## Exercise instructions
Across the listing below, how many lines have the word "Output" in them? Provide only the number.

=-=-=

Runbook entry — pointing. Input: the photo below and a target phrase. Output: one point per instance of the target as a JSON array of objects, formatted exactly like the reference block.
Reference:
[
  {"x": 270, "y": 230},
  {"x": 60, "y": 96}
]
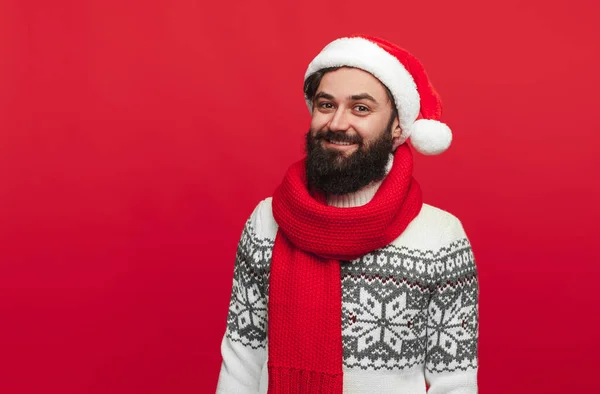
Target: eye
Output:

=-=-=

## Task response
2